━━ Data records ━━
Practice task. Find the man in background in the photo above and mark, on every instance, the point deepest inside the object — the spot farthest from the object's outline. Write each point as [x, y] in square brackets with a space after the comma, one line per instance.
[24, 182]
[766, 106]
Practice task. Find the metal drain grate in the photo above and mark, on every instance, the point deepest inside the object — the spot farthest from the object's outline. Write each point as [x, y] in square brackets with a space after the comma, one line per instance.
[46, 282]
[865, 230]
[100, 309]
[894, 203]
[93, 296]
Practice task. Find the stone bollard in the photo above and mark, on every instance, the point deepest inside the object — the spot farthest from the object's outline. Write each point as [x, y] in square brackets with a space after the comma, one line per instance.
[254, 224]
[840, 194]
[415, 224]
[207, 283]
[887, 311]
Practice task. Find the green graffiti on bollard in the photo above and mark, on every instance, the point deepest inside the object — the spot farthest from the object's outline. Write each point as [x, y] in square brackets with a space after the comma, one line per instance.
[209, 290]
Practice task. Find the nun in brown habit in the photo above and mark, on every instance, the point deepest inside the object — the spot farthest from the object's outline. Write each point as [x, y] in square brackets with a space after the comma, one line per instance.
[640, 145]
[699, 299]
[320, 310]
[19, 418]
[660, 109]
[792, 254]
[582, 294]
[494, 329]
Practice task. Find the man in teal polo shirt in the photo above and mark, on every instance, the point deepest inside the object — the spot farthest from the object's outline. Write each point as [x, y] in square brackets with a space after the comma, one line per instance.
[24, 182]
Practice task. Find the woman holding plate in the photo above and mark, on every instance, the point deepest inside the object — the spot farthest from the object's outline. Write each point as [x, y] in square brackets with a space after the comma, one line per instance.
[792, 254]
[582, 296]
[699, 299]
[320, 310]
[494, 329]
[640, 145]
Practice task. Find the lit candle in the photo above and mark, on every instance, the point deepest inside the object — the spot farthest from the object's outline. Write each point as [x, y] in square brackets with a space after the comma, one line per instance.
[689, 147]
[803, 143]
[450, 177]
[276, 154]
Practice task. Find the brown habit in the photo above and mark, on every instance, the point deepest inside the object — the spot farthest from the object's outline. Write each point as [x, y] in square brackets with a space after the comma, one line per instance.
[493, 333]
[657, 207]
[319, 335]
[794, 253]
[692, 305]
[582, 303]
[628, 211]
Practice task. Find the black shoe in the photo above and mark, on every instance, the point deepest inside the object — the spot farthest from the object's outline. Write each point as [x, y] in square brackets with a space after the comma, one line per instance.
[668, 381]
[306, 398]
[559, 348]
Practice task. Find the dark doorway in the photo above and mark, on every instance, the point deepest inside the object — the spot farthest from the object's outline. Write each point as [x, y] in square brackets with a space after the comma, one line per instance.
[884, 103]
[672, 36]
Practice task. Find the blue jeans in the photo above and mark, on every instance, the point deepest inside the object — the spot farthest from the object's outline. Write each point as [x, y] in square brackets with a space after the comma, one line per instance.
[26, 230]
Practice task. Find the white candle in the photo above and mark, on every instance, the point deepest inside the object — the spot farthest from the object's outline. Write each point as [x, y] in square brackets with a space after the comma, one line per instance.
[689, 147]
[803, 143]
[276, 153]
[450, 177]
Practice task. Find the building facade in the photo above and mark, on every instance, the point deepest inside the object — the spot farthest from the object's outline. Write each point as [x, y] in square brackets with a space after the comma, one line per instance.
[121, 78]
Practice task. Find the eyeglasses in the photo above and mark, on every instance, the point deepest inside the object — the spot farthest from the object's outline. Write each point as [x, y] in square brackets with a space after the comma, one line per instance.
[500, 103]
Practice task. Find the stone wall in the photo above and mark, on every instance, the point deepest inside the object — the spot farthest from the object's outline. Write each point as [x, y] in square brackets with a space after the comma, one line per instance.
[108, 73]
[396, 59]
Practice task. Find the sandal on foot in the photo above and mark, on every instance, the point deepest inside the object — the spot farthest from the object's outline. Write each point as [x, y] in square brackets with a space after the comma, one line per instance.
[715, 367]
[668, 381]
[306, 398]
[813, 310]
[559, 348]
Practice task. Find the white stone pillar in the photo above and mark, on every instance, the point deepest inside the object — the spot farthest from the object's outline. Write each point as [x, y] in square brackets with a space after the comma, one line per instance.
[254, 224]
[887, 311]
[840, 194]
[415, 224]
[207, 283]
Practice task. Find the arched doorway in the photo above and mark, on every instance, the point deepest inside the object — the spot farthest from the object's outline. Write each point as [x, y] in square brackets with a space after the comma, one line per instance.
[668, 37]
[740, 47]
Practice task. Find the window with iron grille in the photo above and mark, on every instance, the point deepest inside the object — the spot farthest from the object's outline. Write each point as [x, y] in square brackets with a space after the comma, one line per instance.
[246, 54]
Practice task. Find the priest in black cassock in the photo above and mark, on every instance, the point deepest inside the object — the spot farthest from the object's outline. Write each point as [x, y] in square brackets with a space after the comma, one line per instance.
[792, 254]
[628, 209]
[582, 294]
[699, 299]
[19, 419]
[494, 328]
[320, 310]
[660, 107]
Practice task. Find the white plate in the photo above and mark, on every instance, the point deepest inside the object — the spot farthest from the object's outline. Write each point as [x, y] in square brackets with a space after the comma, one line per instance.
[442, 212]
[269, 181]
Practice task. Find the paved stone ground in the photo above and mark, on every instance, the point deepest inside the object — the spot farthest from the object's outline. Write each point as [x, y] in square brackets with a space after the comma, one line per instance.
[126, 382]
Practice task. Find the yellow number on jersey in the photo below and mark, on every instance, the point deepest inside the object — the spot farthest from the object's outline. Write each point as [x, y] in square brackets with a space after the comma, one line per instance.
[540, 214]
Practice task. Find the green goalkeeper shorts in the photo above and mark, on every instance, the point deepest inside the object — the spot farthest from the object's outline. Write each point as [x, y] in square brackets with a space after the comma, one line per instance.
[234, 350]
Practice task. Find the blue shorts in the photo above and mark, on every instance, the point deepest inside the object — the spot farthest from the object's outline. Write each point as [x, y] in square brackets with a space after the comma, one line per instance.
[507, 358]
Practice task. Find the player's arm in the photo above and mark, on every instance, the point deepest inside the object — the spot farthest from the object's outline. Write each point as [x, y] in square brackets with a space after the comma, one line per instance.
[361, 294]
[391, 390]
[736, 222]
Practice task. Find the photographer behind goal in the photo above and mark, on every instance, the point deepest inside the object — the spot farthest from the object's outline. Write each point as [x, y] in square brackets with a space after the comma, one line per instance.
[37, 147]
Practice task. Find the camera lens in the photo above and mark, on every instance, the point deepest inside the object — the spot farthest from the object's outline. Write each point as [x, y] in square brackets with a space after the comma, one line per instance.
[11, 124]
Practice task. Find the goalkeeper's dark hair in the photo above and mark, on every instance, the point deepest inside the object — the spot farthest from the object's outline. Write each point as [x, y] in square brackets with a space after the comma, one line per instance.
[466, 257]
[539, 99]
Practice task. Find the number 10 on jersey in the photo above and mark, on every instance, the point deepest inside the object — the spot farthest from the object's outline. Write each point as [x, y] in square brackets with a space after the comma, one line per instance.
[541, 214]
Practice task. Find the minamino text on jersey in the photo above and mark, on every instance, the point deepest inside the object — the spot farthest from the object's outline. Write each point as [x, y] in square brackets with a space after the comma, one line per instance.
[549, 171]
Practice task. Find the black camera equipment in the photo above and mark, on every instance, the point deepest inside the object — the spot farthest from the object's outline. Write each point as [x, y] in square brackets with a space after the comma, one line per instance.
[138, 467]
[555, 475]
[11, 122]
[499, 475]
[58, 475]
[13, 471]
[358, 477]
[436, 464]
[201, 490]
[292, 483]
━━━
### Goal:
Reproduce exactly the lines from the one containing "Practice task. Find the minamino" through the last line of the records above, including both, and nothing else.

### Result for this task:
Practice task. Find the minamino text on jersey in the photo above and mark, on every instance, the point deepest inside the object — the spot farthest from the object's outline. Write each point as [x, y] in square brackets with a space after the comma, one line per instance.
[549, 171]
Practice task. Find the black camera equipment in the photo above and mark, on every instance, the point deepest inside the object — the spot farthest from the object's outline. Write each point as [x, y] in square brackets with a space after the comma, one line per instance.
[138, 467]
[555, 475]
[11, 122]
[499, 475]
[58, 475]
[13, 471]
[358, 477]
[436, 464]
[201, 490]
[292, 483]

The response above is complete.